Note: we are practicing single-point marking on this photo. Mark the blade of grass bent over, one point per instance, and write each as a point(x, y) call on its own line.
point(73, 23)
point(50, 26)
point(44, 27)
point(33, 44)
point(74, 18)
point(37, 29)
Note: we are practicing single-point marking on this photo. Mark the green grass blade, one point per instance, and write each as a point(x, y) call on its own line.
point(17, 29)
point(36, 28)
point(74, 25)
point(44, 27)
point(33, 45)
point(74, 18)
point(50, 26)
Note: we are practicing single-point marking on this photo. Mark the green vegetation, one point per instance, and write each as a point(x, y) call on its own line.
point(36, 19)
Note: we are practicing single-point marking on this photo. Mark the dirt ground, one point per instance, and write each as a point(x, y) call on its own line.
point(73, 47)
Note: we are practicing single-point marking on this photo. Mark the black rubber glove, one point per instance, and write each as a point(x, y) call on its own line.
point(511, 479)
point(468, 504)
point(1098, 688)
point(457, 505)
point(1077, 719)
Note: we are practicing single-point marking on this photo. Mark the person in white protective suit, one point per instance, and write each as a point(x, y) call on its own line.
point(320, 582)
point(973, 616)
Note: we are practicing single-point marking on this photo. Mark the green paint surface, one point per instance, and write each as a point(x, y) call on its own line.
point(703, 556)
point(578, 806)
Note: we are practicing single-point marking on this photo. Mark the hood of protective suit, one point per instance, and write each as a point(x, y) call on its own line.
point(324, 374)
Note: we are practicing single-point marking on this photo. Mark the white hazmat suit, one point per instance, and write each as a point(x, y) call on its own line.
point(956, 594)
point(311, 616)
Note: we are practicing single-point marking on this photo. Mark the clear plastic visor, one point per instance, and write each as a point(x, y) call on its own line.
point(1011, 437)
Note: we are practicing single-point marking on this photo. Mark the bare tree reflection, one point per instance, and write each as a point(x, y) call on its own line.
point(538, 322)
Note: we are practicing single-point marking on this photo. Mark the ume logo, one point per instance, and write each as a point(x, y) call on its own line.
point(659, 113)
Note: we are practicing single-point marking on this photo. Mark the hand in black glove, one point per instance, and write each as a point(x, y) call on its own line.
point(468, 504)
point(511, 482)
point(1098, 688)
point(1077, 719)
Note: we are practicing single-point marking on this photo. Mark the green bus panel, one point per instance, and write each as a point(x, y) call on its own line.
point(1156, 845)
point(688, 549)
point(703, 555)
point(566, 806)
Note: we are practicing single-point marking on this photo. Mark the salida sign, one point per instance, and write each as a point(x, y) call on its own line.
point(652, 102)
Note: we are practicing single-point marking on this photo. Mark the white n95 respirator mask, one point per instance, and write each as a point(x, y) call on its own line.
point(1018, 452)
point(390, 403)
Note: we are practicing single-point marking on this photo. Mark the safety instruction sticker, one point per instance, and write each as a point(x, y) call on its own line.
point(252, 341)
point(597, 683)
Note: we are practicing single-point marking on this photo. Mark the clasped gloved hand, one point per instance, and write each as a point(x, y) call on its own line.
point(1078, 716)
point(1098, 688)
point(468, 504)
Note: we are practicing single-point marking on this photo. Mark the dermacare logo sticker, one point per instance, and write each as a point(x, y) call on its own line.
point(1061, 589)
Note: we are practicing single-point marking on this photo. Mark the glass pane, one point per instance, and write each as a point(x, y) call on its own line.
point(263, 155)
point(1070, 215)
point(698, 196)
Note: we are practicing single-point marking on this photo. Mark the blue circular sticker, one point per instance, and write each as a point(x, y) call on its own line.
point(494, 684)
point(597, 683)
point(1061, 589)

◆ Assignment: The records must be reproduced in full. Nothing should differ.

◆ Solution below:
Note: we are practicing single-point marking on this photo. Mark the blade of grass bent over, one point per instance, and write each as a point(x, y) call on its own line.
point(73, 23)
point(50, 26)
point(44, 27)
point(33, 44)
point(74, 18)
point(37, 29)
Note: we are practicing single-point marking on this photo. Mark the green grass blade, one point per instance, and write each as a point(x, y) call on its own line.
point(17, 29)
point(36, 28)
point(74, 25)
point(44, 27)
point(33, 45)
point(74, 18)
point(50, 26)
Note: we are practicing single-point marking on this photo. Mark the green vegetation, one point per instance, and write each as a point(x, y) call on its own line.
point(36, 19)
Note: we are practicing single-point marking on this photo. Mark the dirt ground, one point per instance, and write each as a point(x, y) call on its own line.
point(73, 47)
Note: we are practicing single-point marking on this photo. Mark the black rubber glove, one point per instance, and write each as a point(x, y) call on its own line.
point(511, 479)
point(468, 504)
point(1098, 688)
point(457, 505)
point(1077, 719)
Note: we are practicing single-point marking on this photo. Mark the person in white protective suit, one point per instance, and write each as a point(x, y) call on its own line.
point(320, 582)
point(973, 616)
Note: we are practicing single-point marking on this photo. Mark the green paint surface, one point per instance, and write each as a point(x, y) call on its own line.
point(703, 556)
point(578, 806)
Note: we are practicing single-point marking on this photo. Mark the hood of protective suit, one point per instance, and write each as a point(x, y) call on its own line.
point(324, 374)
Note: we are practicing single-point marking on this photo. Mark the white hazmat suit, one point per instance, and write each as a point(x, y) call on its own line.
point(956, 594)
point(311, 616)
Note: we are practicing single-point marking on this photo. Mark the clear plastic visor, one point per instance, and write each as a point(x, y) call on its own line.
point(1011, 437)
Note: we are practicing single-point marking on this photo. Mark the bare tree reflection, one point per instance, and write each as a point(x, y) call on its own line.
point(538, 322)
Note: we are practicing single-point marking on this photo. Mark the ume logo, one point per instance, and write each as a point(x, y) call on its own line.
point(659, 113)
Note: we are practicing single-point marking on this photo. Mark the hand in black glove, one point per instance, and write each as a point(x, y) call on its own line.
point(468, 504)
point(511, 482)
point(1098, 688)
point(1077, 719)
Note: we are practicing single-point marking on this photo. Mark the green bus panel, one point per instance, and write each as a point(x, y) call on its own line.
point(1156, 845)
point(688, 549)
point(703, 555)
point(566, 806)
Note: we are practicing single-point marking on this photo. Mark the salida sign, one point per instance, and write each as a point(x, y) call on its own line.
point(652, 102)
Note: we are practicing single-point marking on this photo. Mark the white n95 respirator mask, one point per instance, and write each as a point(x, y) call on its own line.
point(1018, 452)
point(390, 403)
Note: we are practicing single-point marking on this photo. Mark the safety instruction sticker, one point per instance, and write each as a point(x, y) call on its own line.
point(252, 341)
point(597, 683)
Note: we are practicing single-point marking on this photo. Mark the clasped gloved hand, one point per instance, and write each as a point(x, y) call on its own line.
point(1078, 716)
point(1098, 688)
point(468, 504)
Note: we are practicing single-point marking on this photo. Mark the dermacare logo sticker, one point per instance, and write each as a point(x, y) call on its own line.
point(1061, 589)
Note: we are practicing single-point marking on this photo. Mark the glass pane, one point per instance, and write each as a point(x, y) call on its own line.
point(263, 155)
point(1070, 215)
point(698, 196)
Note: we are practicing single-point marking on this photo. Mark the blue circular sticker, one point per instance, and write each as a point(x, y) call on its own line.
point(494, 684)
point(597, 683)
point(1061, 589)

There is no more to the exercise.